Items from a data source:
<<<<

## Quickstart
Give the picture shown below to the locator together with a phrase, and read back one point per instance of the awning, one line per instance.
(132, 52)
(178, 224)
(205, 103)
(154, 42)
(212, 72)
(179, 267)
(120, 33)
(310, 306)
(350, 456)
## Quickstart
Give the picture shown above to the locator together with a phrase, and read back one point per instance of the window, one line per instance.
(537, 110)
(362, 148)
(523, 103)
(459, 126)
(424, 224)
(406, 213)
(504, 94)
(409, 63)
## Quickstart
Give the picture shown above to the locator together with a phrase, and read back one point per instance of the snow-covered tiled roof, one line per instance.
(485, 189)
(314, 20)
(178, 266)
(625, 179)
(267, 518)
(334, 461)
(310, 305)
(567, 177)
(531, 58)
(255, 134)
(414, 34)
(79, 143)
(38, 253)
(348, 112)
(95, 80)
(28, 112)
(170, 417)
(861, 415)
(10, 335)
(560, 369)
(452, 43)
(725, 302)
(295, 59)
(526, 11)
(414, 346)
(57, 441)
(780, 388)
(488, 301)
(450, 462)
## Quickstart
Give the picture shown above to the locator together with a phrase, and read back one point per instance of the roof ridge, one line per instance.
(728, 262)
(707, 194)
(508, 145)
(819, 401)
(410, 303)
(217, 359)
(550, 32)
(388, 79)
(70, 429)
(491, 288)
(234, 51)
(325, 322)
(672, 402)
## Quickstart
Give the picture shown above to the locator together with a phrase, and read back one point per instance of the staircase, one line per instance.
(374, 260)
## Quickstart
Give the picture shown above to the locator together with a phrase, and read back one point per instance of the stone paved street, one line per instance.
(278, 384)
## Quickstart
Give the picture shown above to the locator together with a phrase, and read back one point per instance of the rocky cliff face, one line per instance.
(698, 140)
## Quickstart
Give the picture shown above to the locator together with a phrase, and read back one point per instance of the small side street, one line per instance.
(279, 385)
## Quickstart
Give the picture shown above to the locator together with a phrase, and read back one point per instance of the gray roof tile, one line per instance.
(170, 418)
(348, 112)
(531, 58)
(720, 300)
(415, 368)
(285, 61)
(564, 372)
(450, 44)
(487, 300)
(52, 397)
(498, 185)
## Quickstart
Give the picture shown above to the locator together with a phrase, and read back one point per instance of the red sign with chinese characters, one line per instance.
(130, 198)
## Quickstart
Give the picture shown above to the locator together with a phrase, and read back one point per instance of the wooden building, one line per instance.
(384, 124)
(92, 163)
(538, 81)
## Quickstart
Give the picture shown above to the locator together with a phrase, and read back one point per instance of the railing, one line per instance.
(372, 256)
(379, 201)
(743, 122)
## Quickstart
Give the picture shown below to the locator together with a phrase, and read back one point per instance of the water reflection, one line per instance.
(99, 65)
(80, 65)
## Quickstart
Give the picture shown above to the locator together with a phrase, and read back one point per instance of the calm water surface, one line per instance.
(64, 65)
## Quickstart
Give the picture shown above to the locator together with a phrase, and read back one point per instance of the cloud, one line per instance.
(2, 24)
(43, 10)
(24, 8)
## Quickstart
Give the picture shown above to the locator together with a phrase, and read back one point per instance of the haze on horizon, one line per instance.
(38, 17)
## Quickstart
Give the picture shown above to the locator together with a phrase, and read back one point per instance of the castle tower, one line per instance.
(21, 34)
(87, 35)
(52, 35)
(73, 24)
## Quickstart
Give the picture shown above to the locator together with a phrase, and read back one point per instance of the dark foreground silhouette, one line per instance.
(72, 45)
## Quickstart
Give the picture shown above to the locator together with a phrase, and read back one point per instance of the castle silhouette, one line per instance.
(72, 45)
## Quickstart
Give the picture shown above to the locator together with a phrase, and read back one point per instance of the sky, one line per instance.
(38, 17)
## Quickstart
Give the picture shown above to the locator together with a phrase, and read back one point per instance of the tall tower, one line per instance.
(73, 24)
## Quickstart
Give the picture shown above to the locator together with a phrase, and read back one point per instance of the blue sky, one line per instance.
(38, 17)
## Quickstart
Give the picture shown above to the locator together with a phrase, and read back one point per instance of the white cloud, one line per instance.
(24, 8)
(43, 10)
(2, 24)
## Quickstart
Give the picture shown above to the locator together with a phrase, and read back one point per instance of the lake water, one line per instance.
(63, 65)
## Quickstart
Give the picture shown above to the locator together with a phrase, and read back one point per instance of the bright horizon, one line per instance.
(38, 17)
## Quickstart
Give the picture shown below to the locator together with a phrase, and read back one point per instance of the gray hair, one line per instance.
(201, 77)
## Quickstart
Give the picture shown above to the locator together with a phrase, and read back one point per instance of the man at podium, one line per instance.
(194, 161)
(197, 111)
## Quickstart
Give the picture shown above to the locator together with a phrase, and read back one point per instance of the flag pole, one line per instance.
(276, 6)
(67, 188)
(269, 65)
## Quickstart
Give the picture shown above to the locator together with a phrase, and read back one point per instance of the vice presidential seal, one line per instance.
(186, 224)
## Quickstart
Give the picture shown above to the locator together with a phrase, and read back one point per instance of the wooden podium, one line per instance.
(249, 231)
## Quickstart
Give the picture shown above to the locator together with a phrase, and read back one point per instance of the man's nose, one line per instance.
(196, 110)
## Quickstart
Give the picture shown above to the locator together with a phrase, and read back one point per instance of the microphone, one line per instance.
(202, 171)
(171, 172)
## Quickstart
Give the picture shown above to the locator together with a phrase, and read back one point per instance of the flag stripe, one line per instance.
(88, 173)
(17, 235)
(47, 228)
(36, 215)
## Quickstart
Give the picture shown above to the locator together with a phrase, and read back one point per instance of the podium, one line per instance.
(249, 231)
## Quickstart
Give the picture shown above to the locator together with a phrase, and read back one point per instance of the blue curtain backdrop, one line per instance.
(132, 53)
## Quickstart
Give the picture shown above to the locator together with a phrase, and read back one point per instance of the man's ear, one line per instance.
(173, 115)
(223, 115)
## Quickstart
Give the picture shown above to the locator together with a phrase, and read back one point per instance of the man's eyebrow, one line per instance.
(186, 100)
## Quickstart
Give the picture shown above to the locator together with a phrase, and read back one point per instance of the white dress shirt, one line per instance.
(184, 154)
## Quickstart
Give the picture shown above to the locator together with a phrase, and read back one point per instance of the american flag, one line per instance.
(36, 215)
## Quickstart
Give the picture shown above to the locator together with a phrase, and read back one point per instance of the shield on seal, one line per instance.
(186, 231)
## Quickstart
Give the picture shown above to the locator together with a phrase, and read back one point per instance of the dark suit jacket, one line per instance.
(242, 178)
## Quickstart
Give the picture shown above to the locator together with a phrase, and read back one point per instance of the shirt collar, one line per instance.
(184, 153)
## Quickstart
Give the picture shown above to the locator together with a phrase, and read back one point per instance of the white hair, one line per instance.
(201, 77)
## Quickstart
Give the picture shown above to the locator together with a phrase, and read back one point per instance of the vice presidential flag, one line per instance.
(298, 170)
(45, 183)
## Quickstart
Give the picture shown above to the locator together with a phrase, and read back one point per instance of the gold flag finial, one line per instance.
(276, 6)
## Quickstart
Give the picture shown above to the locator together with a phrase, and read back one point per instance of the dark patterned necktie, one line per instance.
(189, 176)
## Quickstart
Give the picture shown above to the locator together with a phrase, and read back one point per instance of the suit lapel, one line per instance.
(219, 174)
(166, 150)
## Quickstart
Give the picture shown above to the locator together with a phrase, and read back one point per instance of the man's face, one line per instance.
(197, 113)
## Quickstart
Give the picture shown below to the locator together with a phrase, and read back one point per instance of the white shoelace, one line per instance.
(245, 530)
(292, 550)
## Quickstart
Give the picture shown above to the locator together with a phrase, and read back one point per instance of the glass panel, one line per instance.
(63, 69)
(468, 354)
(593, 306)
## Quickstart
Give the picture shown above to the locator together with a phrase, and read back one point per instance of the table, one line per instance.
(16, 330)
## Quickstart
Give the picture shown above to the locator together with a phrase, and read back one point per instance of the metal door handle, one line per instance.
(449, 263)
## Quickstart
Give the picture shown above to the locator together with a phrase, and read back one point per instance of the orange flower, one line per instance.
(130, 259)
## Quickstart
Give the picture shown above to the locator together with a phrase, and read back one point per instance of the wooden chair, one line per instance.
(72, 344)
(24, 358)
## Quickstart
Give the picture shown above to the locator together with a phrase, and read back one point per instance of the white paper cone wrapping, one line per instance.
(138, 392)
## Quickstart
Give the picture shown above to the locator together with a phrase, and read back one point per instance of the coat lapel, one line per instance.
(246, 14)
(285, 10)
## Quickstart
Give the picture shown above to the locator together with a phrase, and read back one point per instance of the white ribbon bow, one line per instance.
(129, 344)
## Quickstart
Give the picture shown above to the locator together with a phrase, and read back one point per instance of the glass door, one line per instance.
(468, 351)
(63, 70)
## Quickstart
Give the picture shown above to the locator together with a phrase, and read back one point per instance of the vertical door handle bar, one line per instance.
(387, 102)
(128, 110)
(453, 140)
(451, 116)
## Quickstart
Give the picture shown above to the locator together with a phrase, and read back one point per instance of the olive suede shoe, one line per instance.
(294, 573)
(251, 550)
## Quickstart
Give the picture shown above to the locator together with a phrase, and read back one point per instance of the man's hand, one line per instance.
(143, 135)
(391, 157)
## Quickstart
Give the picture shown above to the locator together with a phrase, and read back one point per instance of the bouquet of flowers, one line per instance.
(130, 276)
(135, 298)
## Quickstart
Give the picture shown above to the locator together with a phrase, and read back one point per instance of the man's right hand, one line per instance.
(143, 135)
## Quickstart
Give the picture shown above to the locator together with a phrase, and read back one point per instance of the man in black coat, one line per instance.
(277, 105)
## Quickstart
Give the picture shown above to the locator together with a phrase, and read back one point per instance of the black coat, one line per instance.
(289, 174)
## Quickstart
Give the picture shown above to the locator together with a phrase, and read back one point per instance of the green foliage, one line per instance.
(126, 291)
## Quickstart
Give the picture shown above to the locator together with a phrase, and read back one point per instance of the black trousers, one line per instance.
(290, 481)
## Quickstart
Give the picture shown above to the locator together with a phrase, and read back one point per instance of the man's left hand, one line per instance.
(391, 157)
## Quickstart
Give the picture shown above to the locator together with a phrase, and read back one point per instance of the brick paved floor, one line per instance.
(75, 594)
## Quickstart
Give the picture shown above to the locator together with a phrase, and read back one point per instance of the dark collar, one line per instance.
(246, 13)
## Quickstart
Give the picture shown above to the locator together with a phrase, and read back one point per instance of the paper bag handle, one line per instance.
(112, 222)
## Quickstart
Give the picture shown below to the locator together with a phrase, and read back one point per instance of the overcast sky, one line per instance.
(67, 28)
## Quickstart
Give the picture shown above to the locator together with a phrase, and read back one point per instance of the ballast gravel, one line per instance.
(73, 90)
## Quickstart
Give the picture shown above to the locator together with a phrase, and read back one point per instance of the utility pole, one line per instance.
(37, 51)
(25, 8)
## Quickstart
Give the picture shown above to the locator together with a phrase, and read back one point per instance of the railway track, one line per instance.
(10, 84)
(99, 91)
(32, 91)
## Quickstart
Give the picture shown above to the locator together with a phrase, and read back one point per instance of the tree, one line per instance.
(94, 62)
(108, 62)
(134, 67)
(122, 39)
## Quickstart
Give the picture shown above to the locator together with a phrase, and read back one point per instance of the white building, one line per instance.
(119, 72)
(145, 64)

>>>>

Your task:
Output consists of exactly the lines from the one containing "gravel, one line per instance." to the end of the records above, retyped without change and with nothing extra.

Answer to the problem:
Give the picture shown above to the locator together with a phrase, and read back one point per instance of the ballast gravel, one line per instance.
(73, 90)
## Quickstart
Give the picture shown above to the locator together with a phrase, and read back one point per instance of the utility pole, one line per instance.
(37, 51)
(25, 8)
## Quickstart
Give the picture shown above to the locator together with a phrase, and read back one point per instance of the railway track, one line per instance.
(10, 84)
(99, 91)
(32, 91)
## Quickstart
Give the picture shown above to the locator together with a phrase, and read back one point per instance of the tree, one line per instance.
(94, 62)
(108, 62)
(134, 67)
(122, 39)
## Quickstart
Give the picture shown above to the locator together with a phrase, and read back one point per instance of the white building, one line per instance.
(119, 72)
(145, 64)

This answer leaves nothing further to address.